## WORK TO COMPLETE
Can you copy out, character for character, the lines below starting at the one containing "eyeglasses on this photo." and ending at the one containing "<point>856,310</point>", with both of those included?

## DATA RECORDS

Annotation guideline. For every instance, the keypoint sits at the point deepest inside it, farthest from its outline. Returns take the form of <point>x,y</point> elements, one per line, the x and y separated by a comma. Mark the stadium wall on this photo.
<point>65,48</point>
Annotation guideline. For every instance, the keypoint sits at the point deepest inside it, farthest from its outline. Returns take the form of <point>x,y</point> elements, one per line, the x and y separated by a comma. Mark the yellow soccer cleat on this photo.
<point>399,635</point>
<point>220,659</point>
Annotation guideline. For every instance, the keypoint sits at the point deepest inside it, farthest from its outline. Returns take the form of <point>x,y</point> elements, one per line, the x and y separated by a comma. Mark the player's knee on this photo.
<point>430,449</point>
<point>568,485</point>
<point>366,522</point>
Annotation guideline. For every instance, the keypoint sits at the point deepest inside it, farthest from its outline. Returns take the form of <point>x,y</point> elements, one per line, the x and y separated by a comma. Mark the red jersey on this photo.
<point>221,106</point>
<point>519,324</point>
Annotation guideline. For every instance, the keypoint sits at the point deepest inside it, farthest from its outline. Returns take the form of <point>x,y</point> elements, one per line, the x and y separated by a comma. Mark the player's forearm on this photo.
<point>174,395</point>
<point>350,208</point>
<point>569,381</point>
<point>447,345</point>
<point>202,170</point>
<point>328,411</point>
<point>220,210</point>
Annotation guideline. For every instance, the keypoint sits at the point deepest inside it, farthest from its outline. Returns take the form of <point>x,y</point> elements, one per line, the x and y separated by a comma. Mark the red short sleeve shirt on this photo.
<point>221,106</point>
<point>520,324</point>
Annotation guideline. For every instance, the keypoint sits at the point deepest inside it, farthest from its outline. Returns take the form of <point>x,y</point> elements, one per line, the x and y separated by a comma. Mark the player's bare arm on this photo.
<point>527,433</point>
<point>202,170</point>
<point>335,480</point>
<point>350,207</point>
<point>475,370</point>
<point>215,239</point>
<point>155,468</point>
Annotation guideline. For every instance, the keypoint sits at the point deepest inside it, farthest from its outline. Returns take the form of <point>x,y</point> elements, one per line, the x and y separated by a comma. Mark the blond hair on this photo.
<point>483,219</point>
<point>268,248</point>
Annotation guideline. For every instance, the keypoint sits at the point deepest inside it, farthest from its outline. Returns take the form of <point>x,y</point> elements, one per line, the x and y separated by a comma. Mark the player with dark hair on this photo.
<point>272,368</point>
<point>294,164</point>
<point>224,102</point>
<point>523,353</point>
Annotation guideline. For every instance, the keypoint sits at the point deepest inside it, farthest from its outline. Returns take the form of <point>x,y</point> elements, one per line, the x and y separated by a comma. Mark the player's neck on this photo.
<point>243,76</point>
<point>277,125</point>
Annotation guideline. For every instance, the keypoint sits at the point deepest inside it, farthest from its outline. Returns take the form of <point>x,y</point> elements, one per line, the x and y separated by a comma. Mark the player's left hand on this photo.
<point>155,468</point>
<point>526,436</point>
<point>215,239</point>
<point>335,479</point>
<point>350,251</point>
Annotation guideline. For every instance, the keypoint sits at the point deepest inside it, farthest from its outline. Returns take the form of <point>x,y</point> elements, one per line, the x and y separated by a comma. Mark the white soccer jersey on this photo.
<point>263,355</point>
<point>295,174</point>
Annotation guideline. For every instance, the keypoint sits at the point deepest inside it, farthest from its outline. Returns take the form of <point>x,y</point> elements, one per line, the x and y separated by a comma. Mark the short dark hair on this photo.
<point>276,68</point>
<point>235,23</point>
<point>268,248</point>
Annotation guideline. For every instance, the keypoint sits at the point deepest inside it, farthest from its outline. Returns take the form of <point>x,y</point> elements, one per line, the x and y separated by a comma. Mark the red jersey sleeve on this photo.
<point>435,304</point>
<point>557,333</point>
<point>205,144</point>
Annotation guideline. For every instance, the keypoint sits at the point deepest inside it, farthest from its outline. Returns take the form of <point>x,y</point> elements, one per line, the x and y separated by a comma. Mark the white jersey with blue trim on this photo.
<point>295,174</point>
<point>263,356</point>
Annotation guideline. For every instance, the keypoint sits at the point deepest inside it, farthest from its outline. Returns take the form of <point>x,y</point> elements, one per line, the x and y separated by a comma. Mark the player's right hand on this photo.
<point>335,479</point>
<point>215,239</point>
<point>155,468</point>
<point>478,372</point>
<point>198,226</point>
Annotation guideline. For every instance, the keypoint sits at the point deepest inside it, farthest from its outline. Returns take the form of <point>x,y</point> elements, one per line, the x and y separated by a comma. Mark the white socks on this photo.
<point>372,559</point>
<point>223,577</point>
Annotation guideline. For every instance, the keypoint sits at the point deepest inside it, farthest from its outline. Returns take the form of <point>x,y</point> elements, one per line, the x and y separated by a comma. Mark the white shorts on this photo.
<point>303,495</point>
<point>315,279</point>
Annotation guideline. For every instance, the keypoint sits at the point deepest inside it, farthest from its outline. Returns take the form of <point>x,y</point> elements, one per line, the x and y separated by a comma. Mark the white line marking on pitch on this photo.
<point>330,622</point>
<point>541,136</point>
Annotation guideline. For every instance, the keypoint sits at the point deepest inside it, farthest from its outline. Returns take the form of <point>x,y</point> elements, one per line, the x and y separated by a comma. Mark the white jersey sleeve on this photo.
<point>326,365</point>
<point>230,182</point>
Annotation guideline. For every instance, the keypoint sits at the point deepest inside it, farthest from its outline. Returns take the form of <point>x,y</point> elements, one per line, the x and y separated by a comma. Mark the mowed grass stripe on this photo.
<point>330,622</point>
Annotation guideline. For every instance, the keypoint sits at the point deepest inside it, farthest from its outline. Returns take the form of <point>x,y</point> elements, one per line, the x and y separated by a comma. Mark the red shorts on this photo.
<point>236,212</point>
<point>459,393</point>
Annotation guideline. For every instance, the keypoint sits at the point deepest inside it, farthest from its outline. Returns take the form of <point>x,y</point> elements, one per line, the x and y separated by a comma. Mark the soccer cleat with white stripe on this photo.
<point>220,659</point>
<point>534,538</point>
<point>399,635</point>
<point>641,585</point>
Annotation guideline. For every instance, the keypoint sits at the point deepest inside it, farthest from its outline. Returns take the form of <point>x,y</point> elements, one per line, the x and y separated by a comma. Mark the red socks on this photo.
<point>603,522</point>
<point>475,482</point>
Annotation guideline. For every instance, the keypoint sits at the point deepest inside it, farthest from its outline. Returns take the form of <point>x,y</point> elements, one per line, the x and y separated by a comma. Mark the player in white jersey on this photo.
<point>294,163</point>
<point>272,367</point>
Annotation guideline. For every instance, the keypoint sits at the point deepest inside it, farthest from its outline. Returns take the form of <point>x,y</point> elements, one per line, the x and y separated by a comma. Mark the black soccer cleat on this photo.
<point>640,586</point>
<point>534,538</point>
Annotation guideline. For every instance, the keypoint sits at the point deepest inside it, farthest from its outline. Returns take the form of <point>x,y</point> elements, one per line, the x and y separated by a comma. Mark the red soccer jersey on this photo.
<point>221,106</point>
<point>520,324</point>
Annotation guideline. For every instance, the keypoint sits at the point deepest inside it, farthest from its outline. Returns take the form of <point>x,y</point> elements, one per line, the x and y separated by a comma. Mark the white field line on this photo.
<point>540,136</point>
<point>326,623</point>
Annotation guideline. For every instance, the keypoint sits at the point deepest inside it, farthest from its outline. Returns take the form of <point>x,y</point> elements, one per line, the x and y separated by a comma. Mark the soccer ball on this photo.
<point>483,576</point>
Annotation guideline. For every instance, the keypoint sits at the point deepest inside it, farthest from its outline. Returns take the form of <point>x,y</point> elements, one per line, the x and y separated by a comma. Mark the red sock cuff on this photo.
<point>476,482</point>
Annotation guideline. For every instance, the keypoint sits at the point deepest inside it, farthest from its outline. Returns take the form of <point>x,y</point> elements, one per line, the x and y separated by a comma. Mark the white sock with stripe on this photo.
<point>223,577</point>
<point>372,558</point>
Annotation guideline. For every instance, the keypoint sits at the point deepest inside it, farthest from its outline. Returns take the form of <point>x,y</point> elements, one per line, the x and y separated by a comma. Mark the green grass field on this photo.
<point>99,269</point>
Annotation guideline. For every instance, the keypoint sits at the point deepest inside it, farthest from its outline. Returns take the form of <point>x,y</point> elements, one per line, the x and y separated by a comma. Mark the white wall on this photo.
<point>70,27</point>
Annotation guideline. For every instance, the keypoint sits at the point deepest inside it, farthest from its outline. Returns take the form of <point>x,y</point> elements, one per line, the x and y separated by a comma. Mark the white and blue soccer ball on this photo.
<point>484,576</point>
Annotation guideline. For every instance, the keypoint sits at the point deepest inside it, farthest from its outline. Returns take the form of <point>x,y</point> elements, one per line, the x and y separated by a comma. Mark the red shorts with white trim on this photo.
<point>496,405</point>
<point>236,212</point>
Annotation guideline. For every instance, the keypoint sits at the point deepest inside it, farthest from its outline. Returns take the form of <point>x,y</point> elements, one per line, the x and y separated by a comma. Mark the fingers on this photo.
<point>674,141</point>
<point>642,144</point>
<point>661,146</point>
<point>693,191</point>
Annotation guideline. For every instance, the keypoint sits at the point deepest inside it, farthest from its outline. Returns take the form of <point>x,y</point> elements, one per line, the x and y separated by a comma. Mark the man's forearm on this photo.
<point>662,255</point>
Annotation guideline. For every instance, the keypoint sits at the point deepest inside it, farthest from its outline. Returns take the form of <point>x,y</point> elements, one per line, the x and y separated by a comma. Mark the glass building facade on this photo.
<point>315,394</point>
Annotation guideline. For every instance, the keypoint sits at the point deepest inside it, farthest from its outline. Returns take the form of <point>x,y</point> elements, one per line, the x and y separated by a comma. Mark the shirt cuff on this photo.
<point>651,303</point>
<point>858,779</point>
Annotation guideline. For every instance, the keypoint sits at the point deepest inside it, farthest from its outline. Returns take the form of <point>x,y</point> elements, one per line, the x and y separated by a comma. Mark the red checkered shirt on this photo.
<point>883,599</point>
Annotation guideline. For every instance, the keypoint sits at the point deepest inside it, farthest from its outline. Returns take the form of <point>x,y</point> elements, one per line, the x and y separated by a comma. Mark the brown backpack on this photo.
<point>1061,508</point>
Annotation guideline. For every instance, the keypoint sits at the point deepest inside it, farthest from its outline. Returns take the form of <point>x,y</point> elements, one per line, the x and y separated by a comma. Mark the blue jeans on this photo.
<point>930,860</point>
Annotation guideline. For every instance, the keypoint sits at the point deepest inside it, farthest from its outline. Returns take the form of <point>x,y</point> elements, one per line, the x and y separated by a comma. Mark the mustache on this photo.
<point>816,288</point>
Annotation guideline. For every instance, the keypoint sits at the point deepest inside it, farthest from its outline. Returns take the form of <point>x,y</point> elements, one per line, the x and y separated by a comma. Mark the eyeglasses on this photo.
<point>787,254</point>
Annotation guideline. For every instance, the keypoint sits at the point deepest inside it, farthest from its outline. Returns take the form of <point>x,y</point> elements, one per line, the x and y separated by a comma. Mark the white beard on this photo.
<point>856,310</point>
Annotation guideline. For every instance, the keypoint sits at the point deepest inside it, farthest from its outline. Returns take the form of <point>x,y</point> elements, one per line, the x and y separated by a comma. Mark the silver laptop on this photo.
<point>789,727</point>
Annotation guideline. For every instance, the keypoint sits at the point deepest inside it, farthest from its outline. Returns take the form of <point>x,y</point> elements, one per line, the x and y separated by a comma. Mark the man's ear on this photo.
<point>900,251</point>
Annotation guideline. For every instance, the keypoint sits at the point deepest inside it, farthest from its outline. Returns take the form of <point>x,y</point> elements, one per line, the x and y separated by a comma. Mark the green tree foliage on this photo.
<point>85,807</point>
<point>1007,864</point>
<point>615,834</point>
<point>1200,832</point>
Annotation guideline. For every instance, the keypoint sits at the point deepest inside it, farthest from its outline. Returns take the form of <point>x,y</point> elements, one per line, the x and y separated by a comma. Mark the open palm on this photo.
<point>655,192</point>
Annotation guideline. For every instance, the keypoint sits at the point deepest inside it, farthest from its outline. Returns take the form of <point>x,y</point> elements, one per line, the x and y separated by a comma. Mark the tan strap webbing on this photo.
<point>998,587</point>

## SOLUTION TO THE EXERCISE
Annotation guideline. For every instance, the keypoint sits at the point deepest inside it, farthest from its outline. Returns take the form of <point>x,y</point> elements, one per line, the x and y separated by a comma. Mark the eyeglasses on this photo.
<point>787,254</point>
Annotation guideline. For every instance, the keypoint sits at the point deepest inside it, farthest from its outline. Returns take the form of <point>x,y</point> elements, one per line, the x and y separated by a comma. Mark the white beard on this photo.
<point>856,310</point>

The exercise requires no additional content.